TASK - Please write out, word for word, the portion of the article on polio in Syria that begins with the words containing "Initial tests came" and ends with "still being discussed.".

(PASSAGE Opens)

At least 22 people are now suspected of having polio in Syria, where health officials are scrambling to respond to the first outbreak of the crippling viral disease in 14 years, the World Health Organization (WHO) said on Thursday.
Most of those stricken with acute flaccid paralysis - a symptom of diseases including polio - in the eastern province of Deir al-Zor are children under the age of two, WHO spokesman Oliver Rosenbauer said.
"There is a cluster of 22 acute flaccid paralysis cases that is being investigated in that area," Rosenbauer told Reuters. "Everybody is treating this as an outbreak (of polio) and is in outbreak response mode."
The WHO, a U.N. agency, announced on Saturday that two suspected cases of polio had been detected, the first appearance of the disease in Syria since 1999.
Initial tests came back positive for polio in two of the 22 cases and final laboratory results due next week from a WHO reference laboratory in Tunis are "very, very likely" to confirm presence of the virus, Rosenbauer said.
There is no cure for the highly infectious disease, it can only be prevented through immunization, usually three doses.
More than 100,000 children under age five are deemed at risk of polio in Deir al-Zor province, he said. Most of the countryside is in opposition hands but the city of Deir al-Zor itself is still partially controlled by government forces.
"The main concern right now is to quickly launch an immunization response," Rosenbauer said. Vaccination campaigns are being planned across Syria from November but logistics in a civil war are still being discussed.
With some 4,000 Syrian refugees leaving the country daily, immunization campaigns are also planned in neighboring countries, where there may be gaps in coverage, he said.
Most of the 22 victims are believed never to have been vaccinated or to have received only a single dose of the oral polio vaccine, Rosenbauer said.

(PASSAGE Closes)
(DATA LISTING Opens)

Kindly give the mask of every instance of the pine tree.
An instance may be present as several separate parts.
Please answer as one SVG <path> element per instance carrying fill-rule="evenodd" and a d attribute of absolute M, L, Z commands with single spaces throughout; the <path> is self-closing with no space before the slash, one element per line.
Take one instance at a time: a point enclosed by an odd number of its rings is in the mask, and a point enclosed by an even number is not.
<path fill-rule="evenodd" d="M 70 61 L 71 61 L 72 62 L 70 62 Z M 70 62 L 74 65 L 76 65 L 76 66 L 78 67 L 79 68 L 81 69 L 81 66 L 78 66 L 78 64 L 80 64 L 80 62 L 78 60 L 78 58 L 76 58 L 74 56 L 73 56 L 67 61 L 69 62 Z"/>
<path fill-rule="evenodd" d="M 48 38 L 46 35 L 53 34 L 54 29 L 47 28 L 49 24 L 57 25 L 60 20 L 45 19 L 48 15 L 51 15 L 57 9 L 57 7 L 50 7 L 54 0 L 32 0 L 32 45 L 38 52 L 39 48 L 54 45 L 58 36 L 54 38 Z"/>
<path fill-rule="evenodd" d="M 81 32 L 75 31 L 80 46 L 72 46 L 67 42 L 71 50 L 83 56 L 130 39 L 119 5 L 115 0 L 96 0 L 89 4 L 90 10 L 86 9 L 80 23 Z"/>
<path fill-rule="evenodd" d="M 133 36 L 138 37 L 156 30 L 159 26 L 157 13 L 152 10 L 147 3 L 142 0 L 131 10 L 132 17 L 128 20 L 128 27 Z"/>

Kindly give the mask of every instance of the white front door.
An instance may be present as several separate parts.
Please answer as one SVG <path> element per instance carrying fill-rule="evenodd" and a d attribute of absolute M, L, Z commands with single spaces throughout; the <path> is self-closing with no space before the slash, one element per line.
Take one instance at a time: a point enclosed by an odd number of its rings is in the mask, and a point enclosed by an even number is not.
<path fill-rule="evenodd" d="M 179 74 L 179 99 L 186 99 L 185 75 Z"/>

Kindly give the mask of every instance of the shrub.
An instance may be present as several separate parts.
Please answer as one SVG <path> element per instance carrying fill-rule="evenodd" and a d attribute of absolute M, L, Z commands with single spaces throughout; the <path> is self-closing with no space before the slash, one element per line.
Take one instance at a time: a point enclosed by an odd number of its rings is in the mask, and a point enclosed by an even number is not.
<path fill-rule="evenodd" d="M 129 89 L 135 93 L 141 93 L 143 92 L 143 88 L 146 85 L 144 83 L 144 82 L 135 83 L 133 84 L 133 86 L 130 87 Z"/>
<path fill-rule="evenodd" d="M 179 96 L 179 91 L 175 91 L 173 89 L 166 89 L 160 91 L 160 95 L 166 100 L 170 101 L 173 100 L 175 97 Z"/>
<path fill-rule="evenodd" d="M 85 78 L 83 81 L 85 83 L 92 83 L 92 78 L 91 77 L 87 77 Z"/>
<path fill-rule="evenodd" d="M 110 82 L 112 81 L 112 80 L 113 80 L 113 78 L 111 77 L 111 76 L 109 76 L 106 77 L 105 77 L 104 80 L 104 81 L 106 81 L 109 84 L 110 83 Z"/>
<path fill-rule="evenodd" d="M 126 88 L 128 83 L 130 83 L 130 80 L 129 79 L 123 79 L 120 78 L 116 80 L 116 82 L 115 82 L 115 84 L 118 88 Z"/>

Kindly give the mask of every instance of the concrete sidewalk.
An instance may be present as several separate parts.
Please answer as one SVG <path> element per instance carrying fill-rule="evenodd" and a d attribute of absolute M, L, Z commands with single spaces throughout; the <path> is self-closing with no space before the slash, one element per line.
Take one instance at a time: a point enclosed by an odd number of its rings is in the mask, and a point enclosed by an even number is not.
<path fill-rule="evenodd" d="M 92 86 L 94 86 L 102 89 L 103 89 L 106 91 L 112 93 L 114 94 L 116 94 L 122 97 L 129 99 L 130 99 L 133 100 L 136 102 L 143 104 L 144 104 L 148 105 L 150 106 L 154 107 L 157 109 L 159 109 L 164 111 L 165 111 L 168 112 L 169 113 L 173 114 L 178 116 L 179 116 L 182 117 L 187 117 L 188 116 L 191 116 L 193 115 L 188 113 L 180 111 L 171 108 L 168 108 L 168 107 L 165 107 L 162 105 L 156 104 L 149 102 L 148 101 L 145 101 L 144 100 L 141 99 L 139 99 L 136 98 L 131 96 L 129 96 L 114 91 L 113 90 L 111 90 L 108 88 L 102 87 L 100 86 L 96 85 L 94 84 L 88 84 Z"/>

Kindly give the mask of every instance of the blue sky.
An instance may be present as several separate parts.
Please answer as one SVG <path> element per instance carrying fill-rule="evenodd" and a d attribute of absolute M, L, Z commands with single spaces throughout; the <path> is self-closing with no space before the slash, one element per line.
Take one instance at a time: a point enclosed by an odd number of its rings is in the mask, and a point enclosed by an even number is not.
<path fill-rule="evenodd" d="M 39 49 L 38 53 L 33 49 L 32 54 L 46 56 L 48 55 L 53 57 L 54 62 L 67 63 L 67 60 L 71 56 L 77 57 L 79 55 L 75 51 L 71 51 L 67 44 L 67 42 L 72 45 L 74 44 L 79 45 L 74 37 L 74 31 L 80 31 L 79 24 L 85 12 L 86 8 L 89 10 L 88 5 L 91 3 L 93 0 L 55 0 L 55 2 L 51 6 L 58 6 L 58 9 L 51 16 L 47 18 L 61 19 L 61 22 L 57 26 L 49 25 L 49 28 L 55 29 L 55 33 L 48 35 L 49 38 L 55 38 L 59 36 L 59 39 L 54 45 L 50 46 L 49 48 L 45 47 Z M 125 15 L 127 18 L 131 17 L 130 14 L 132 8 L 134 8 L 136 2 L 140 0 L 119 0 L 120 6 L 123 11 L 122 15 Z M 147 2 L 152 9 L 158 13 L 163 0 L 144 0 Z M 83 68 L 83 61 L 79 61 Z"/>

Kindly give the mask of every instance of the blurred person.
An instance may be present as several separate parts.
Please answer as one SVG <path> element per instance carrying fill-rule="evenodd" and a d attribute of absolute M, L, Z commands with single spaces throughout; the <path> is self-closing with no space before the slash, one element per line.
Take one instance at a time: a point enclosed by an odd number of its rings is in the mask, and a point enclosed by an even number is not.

(DATA LISTING Closes)

EXERCISE RESPONSE -
Initial tests came back positive for polio in two of the 22 cases and final laboratory results due next week from a WHO reference laboratory in Tunis are "very, very likely" to confirm presence of the virus, Rosenbauer said.
There is no cure for the highly infectious disease, it can only be prevented through immunization, usually three doses.
More than 100,000 children under age five are deemed at risk of polio in Deir al-Zor province, he said. Most of the countryside is in opposition hands but the city of Deir al-Zor itself is still partially controlled by government forces.
"The main concern right now is to quickly launch an immunization response," Rosenbauer said. Vaccination campaigns are being planned across Syria from November but logistics in a civil war are still being discussed.